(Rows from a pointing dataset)
+++

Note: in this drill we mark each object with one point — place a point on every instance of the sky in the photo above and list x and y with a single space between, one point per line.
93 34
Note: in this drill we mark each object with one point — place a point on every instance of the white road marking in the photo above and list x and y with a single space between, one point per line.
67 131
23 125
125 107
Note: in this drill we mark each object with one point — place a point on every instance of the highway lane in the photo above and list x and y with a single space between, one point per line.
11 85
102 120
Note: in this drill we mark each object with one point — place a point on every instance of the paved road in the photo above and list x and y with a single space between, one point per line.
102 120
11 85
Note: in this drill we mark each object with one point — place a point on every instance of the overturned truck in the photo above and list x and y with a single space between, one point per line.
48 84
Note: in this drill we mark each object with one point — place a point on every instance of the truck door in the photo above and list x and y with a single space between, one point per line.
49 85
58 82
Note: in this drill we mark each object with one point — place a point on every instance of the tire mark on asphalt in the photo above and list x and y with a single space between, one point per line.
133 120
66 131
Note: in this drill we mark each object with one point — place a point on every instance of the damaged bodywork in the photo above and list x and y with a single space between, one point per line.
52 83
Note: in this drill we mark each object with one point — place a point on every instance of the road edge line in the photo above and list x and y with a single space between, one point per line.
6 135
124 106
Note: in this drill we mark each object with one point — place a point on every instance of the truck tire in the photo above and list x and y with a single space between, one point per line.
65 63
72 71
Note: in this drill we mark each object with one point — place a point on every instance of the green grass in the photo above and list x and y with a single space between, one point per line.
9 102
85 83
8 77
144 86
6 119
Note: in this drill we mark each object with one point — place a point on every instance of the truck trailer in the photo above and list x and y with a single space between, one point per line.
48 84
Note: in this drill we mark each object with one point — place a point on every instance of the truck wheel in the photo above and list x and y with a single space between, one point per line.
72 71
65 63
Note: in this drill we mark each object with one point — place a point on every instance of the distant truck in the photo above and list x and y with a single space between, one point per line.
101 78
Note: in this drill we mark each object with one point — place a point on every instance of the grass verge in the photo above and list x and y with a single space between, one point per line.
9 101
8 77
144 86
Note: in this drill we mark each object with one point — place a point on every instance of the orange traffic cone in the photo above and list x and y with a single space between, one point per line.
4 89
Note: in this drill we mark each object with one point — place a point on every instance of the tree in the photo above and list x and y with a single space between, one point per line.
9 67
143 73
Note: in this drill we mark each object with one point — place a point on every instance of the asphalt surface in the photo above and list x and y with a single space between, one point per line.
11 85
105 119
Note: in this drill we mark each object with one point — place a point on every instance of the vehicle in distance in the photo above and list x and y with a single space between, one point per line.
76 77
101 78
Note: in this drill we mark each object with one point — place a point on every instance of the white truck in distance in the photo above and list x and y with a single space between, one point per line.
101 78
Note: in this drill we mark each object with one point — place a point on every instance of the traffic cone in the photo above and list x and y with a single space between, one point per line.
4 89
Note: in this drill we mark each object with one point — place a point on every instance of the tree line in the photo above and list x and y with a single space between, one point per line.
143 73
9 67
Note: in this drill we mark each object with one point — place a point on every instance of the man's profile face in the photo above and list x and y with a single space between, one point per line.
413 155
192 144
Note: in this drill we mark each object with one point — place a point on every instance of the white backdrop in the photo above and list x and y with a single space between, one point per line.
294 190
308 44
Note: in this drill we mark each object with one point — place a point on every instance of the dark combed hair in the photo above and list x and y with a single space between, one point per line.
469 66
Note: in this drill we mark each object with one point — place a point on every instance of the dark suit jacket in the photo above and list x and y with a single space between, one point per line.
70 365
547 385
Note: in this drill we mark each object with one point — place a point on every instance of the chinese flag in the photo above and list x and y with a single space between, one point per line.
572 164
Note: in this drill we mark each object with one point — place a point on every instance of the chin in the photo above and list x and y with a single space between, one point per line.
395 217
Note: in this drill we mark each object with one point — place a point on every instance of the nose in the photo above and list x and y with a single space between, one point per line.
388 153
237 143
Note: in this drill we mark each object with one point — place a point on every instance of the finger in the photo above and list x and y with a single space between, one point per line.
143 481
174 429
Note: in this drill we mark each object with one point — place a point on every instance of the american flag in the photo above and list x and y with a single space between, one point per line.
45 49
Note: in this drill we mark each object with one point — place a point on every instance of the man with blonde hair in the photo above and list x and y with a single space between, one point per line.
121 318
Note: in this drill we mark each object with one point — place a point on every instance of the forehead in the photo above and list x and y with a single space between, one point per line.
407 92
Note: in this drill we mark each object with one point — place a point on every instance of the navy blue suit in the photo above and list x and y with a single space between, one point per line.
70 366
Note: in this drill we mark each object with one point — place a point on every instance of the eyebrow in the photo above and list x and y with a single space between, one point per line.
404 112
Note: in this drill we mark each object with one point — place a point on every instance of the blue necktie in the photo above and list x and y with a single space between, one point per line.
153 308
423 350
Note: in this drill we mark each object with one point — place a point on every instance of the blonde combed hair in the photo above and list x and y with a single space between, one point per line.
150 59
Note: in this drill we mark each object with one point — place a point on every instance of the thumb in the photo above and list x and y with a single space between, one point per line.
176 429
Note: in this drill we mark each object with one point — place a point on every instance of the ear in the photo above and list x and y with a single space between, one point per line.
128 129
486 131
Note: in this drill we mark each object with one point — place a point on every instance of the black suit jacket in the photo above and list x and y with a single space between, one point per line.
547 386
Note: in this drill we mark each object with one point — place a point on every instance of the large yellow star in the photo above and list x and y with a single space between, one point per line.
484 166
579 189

+++

→ TASK INSTRUCTIONS: Recopy the entries above exactly, with every line included.

→ WRITTEN ANSWER:
Note: in this drill we mark each object with one point — place a point on every instance of the sky in the photo above and list x and y with a single space between, one point per line.
93 34
Note: in this drill we mark each object with one point — place a point on every instance of the white road marking in the photo above and list x and y with a single space between, one point per line.
67 131
23 125
125 107
Note: in this drill we mark each object with one point — place a point on every instance of the highway lane in the photo above and list x and y with a single space between, one point per line.
11 85
102 120
Note: in this drill we mark each object with one point — place a point on every instance of the paved road in the photo above and list x and y with a single space between, one point per line.
102 120
11 85
Note: in this drill we mark each object with one point — place a point on every instance of the overturned truck in the photo above and list x and y with a single space between, one point per line.
48 84
Note: in this drill we mark each object with one point — place a point on every instance of the truck door in the photo above and list x and y with a single space between, one point per line.
49 85
58 82
Note: in this drill we mark each object with one point — place a point on every instance of the tire mark on asphalt in the photo above and list x and y with a single space between, one point per line.
133 120
66 131
Note: in this drill we mark each object with one point — place a point on every instance of the damaged bodywork in the photo above and list x and y with a single space between, one point per line.
52 83
Note: in this drill we mark each object with one point — place a point on every instance of the road edge line in the photo above and list x and y with a single space between, one point per line.
6 135
124 106
Note: in this drill we mark each object with one point — place a point on every instance of the truck tire in the photo above and list x and y with a single space between, one point per line.
65 63
72 71
Note: in this drill we mark each object with one point — place a point on every instance of the green grass in the photo above and list x and y with a single space between, one point per line.
9 102
85 83
8 77
144 86
6 119
Note: in this drill we mark each object with one point — place a point on every instance of the truck trailer in the photo above and list x and y with a single space between, one point per line.
48 84
Note: in this drill we mark each object with one point — place a point on every instance of the truck wheel in the photo above and list x and y with a single space between, one point per line.
72 71
65 63
Note: in this drill we mark each object with one point — place a point on every instance of the distant truck in the photo above and list x and y with a single space between, one point per line.
101 78
Note: in this drill we mark each object with one point — place a point on every instance of the grass verge in the photo above and list x and y with a single space between, one point per line.
9 101
8 77
144 86
Note: in this drill we mark each object with one point — place a point on every instance of the orange traffic cone in the photo above and list x and y with a single space between, one point per line.
4 89
Note: in this drill we mark each object with one point — place a point on every instance of the tree in the photo above and list x and y with a single space between, one point per line.
9 67
143 73
Note: in this drill we mark each object with one point — place a point on every instance of the asphalt surface in the photo above and list x and y with a single space between, one point per line.
11 85
105 119
Note: in this drill we mark each object with one point — place a point on every instance of the vehicle in distance in the photo above and list x and y with a single space between, one point per line.
76 77
101 78
Note: in this drill we mark each object with one point — place a point on every instance of the white truck in distance in the photo above and list x and y with a single space between, one point per line.
101 78
Note: in this drill we mark each object with one point — place a point on every instance of the traffic cone in the photo above and list x and y with a single space between, one point per line.
4 89
Note: in this drill we mark each object with one point — place a point on every instance of the tree line in the photo above and list x and y with a single space between, one point per line.
143 73
9 67
Note: in this drill we mark each object with one point — place a point on every instance of the man's profile face in the photo above and list x and y with a single space between, one point per line.
413 155
192 144
Note: in this drill we mark each object with one point — place a point on every instance of the white backdrop in the photo above and list x and y with a single space between, one point per line.
294 190
308 44
Note: in this drill we mark each object with one point — place a point on every instance of the dark combed hair in the photo above and list x and y with a single space between, one point per line.
469 66
Note: in this drill we mark each object with one point — place a point on every instance of the dark suit jacket in the photo above and list x and y with a single space between, one point per line.
70 365
547 385
Note: in this drill we mark each object with one point — place a point on every instance of the chinese flag in the photo above and list x and y with a single space between, one point per line.
572 164
Note: in this drill we mark each object with one point — place a point on every instance of the chin in the photo above and list x and y with a single space between, one point per line.
395 217
Note: in this drill we mark each object with one point — place a point on every instance of the nose in the photo above and list x and y with a single space between, one point per line.
388 153
237 143
Note: in this drill we mark each object with one point — place a point on every instance of the finger in the photo above and list x and y with a single space between, one point per line.
143 481
174 429
Note: in this drill we mark each object with one point — place a point on every instance of the american flag in the photo above and list x and y with a single space between, one point per line.
45 49
Note: in this drill we mark each object with one point — place a point on every instance of the man with blonde hair in the photo above and list x and y with a single space between, one point per line.
121 318
Note: in this drill we mark each object with one point — place a point on every instance of the forehead in the photo above and list x and y with a single space between, one point per line.
407 92
Note: in this drill we mark each object with one point — place a point on every instance of the navy blue suit in the photo above and list x and y with a single space between, one point per line.
70 366
Note: in this drill we mark each object with one point — place a point on every instance of the eyebrow in the photo above and list x and y with a single space between, one point per line.
404 112
Note: in this drill we mark each object with one point — place a point on every instance of the blue necktie in the photo above and list x and y with a single space between, one point per line.
153 308
423 350
Note: in this drill we mark each object with one point — place a point on every instance of the blonde combed hair in the photo above and list x and y with a single space between, one point per line.
150 59
Note: in this drill we mark each object with one point — place a point on every instance of the thumb in the photo above and list x and y with a single space between, one point per line.
176 429
Note: in this drill we mark each object with one point — place a point on every instance of the ear in the photo above and list x and y with a single space between, one point per line.
128 129
486 131
Note: in this drill we mark each object with one point — place a point on every instance of the black suit jacket in the photo above and list x and y with a single space between, one point per line.
547 386
Note: in this drill we mark each object with one point — place a point on every instance of the large yellow star in the photo above and list x and y with a single space between, one point per line.
484 166
579 189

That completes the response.